(The input Opens)

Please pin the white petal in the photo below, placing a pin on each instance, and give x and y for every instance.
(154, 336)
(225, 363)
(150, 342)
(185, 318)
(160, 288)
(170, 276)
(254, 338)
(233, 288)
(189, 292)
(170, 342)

(The input Closes)

## Required action
Output all of the data again. Match it exactly.

## Exercise response
Please pin the white petal in the photo below, placing a pin on each instance, and give x and y for every instance.
(154, 336)
(225, 363)
(150, 342)
(185, 318)
(160, 288)
(170, 276)
(254, 338)
(233, 288)
(189, 292)
(170, 342)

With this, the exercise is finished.